Material shown
+--

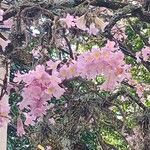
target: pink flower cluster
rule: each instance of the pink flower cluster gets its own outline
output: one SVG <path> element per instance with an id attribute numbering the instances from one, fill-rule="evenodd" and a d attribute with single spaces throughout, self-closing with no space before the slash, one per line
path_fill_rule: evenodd
<path id="1" fill-rule="evenodd" d="M 8 114 L 9 114 L 10 106 L 6 99 L 0 100 L 0 127 L 4 125 L 4 122 L 9 122 Z"/>
<path id="2" fill-rule="evenodd" d="M 0 9 L 0 21 L 3 21 L 3 15 L 4 15 L 4 11 Z M 12 25 L 13 25 L 13 20 L 10 18 L 8 20 L 3 21 L 3 25 L 1 26 L 3 26 L 4 28 L 11 28 Z M 0 38 L 0 46 L 2 47 L 3 51 L 5 50 L 8 43 L 10 43 L 10 40 L 5 41 L 2 38 Z"/>
<path id="3" fill-rule="evenodd" d="M 124 62 L 124 55 L 114 47 L 114 43 L 108 42 L 100 49 L 92 49 L 79 55 L 76 60 L 57 68 L 60 61 L 52 60 L 44 65 L 36 66 L 35 70 L 26 74 L 17 74 L 15 82 L 23 80 L 23 100 L 19 104 L 21 110 L 28 110 L 24 113 L 25 125 L 34 125 L 37 119 L 41 119 L 49 109 L 48 101 L 52 98 L 60 98 L 65 89 L 60 85 L 63 80 L 74 77 L 95 79 L 98 75 L 105 77 L 106 81 L 101 85 L 102 90 L 114 90 L 125 79 L 130 78 L 129 66 Z M 48 73 L 49 72 L 49 73 Z M 51 120 L 52 124 L 55 123 Z"/>
<path id="4" fill-rule="evenodd" d="M 25 87 L 19 108 L 29 111 L 25 114 L 25 125 L 33 125 L 37 118 L 42 118 L 46 114 L 46 110 L 49 108 L 47 101 L 53 96 L 60 98 L 65 90 L 59 86 L 62 81 L 55 68 L 53 68 L 52 74 L 48 74 L 43 65 L 36 66 L 35 70 L 26 74 L 18 73 L 14 81 L 20 82 L 21 80 L 25 82 Z"/>
<path id="5" fill-rule="evenodd" d="M 149 47 L 145 47 L 143 48 L 140 52 L 136 53 L 136 58 L 137 61 L 140 62 L 140 57 L 142 56 L 144 61 L 148 61 L 150 58 L 150 48 Z"/>
<path id="6" fill-rule="evenodd" d="M 86 20 L 84 18 L 85 16 L 81 17 L 74 17 L 70 14 L 67 14 L 66 18 L 60 19 L 61 21 L 65 22 L 68 28 L 71 27 L 77 27 L 83 31 L 87 31 L 90 35 L 97 35 L 99 32 L 99 29 L 96 28 L 95 23 L 91 23 L 89 28 L 86 27 Z"/>
<path id="7" fill-rule="evenodd" d="M 102 90 L 114 90 L 125 78 L 129 79 L 129 65 L 124 61 L 124 55 L 120 51 L 114 51 L 113 42 L 108 42 L 102 48 L 92 49 L 81 54 L 77 61 L 73 61 L 68 67 L 61 67 L 59 73 L 62 79 L 81 76 L 87 79 L 95 79 L 103 75 L 106 81 L 101 85 Z"/>

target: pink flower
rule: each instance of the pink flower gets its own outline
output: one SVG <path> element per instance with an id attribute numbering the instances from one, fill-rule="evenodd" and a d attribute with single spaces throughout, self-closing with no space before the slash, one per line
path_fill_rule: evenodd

+--

Required work
Give back every line of the data above word for word, but leave the pictures out.

Result of this exercise
target: pink flower cluster
rule: each instance of the pink flower cluster gets its own outline
output: one SVG <path> element per instance with an id attribute numbering the instances from one, fill-rule="evenodd" and a d attribute with single spaces throughout, self-closing with no space before the slash, one per line
path_fill_rule: evenodd
<path id="1" fill-rule="evenodd" d="M 8 114 L 9 114 L 10 106 L 6 99 L 0 100 L 0 127 L 4 125 L 4 122 L 9 122 Z"/>
<path id="2" fill-rule="evenodd" d="M 0 9 L 0 21 L 3 21 L 3 15 L 4 15 L 4 11 Z M 12 25 L 13 25 L 13 20 L 10 18 L 8 20 L 3 21 L 3 25 L 1 26 L 3 26 L 4 28 L 11 28 Z M 0 38 L 0 46 L 2 47 L 3 51 L 5 50 L 8 43 L 10 43 L 10 40 L 5 41 L 2 38 Z"/>
<path id="3" fill-rule="evenodd" d="M 124 62 L 124 55 L 114 47 L 114 43 L 108 42 L 100 49 L 92 49 L 79 55 L 76 60 L 57 68 L 60 61 L 52 60 L 44 65 L 36 66 L 35 70 L 26 74 L 17 74 L 15 82 L 23 80 L 23 100 L 19 104 L 21 110 L 28 110 L 24 113 L 25 125 L 34 125 L 37 119 L 41 119 L 49 109 L 48 101 L 52 98 L 60 98 L 65 89 L 60 85 L 63 80 L 74 77 L 95 79 L 98 75 L 105 77 L 106 81 L 101 85 L 102 90 L 114 90 L 125 79 L 130 78 L 129 66 Z M 48 73 L 49 72 L 49 73 Z M 51 120 L 52 124 L 55 123 Z"/>
<path id="4" fill-rule="evenodd" d="M 25 87 L 19 108 L 29 111 L 25 114 L 25 125 L 33 125 L 37 118 L 42 118 L 46 114 L 46 110 L 49 108 L 47 101 L 53 96 L 60 98 L 65 90 L 59 86 L 62 81 L 55 68 L 53 68 L 52 74 L 48 74 L 43 65 L 36 66 L 35 70 L 26 74 L 18 73 L 14 81 L 20 82 L 21 80 L 25 82 Z"/>
<path id="5" fill-rule="evenodd" d="M 149 47 L 145 47 L 143 48 L 140 52 L 136 53 L 136 58 L 137 61 L 140 62 L 140 57 L 142 56 L 144 61 L 148 61 L 150 58 L 150 48 Z"/>
<path id="6" fill-rule="evenodd" d="M 86 20 L 84 18 L 85 16 L 81 17 L 74 17 L 70 14 L 67 14 L 66 18 L 60 19 L 61 21 L 65 22 L 68 28 L 71 27 L 77 27 L 83 31 L 87 31 L 90 35 L 97 35 L 99 32 L 99 29 L 96 28 L 95 23 L 91 23 L 89 28 L 86 27 Z"/>
<path id="7" fill-rule="evenodd" d="M 102 90 L 114 90 L 125 78 L 129 79 L 129 65 L 124 61 L 124 55 L 120 51 L 114 51 L 113 42 L 108 42 L 102 48 L 92 49 L 81 54 L 77 61 L 73 61 L 68 67 L 61 67 L 59 73 L 62 79 L 81 76 L 87 79 L 95 79 L 103 75 L 106 81 L 101 85 Z"/>

target: pink flower
rule: each instance of the pink flower gets its own outline
output: one SVG <path> element per instance with an id attribute numbering the instances from one, fill-rule="evenodd" and a d attribute with single spaces throughout, self-closing with no space before the slash, one per line
path_fill_rule: evenodd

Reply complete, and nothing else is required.